_DATASET EXCERPTS_
........

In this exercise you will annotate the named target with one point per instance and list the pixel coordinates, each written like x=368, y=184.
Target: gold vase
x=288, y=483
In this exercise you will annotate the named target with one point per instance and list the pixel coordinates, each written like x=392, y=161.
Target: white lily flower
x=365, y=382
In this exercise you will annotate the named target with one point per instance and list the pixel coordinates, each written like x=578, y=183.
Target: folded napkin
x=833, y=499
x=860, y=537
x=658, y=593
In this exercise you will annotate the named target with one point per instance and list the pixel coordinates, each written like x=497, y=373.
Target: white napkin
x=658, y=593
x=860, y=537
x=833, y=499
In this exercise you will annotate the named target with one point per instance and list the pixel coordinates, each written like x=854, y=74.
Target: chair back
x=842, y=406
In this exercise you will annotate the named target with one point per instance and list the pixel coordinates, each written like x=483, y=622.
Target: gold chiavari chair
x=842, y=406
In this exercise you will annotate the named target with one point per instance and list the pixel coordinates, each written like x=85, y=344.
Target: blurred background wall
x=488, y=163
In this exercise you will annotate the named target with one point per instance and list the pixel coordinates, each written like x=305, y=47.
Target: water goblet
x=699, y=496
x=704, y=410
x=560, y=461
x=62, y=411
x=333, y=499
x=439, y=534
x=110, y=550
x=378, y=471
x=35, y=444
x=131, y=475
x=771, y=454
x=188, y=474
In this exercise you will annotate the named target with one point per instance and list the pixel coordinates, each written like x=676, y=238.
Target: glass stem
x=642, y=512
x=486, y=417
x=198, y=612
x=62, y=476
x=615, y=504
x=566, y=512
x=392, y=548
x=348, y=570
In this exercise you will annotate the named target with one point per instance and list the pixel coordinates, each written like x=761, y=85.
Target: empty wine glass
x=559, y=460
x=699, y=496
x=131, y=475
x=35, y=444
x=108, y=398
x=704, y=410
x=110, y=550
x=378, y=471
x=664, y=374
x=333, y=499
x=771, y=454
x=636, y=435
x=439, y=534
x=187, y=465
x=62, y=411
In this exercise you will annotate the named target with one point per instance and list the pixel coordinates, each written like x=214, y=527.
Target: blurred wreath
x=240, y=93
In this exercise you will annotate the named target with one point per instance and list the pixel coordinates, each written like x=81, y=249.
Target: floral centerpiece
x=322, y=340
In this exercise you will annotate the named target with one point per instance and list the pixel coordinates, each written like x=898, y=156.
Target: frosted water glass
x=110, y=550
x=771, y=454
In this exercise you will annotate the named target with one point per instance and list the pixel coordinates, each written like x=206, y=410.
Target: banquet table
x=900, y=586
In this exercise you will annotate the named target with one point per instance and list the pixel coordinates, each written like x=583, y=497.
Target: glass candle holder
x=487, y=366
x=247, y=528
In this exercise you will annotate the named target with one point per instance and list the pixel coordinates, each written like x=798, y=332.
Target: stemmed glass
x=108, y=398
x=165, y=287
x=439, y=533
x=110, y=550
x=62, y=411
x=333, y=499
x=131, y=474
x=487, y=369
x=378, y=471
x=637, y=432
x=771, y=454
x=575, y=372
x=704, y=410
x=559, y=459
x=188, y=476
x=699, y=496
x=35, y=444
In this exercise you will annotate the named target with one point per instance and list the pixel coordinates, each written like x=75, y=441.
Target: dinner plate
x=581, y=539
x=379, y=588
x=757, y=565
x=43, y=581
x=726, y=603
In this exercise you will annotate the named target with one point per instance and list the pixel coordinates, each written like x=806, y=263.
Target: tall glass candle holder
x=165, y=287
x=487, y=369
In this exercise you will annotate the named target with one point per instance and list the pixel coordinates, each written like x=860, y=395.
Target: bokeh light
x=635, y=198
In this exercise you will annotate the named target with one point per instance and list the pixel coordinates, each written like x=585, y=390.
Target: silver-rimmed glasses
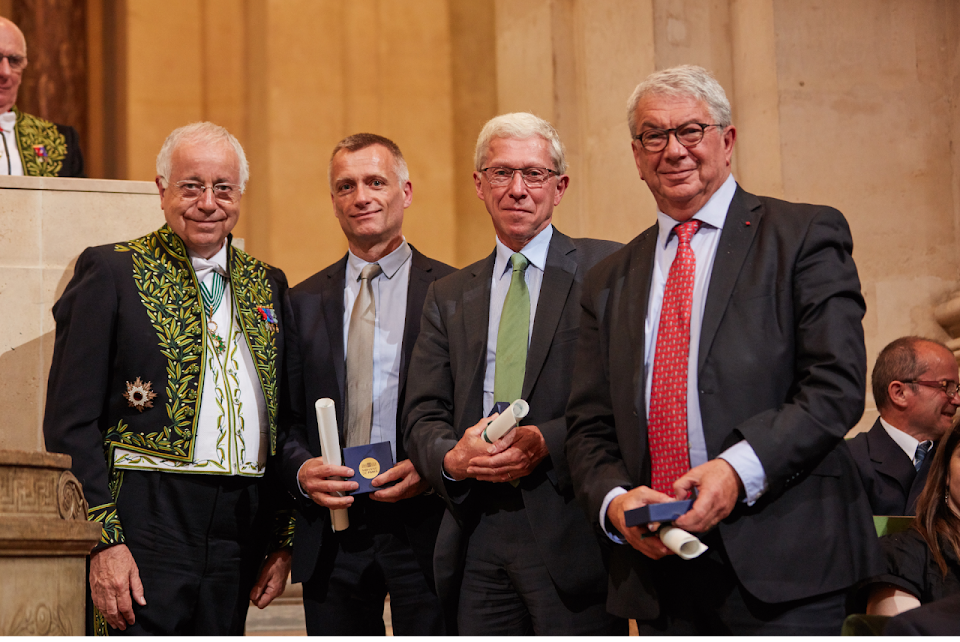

........

_WHAT YOU NEED TO DO_
Only the lines from the line containing "Target: bokeh light" through the end of the material should be retyped, exactly and in full, with no pictures.

_PROBLEM SOLUTION_
Target: bokeh light
x=635, y=198
In this exercise you will annotate the named target with one point per instance and list the pixel coordinates, each written like x=585, y=390.
Target: silver-rimmed glasses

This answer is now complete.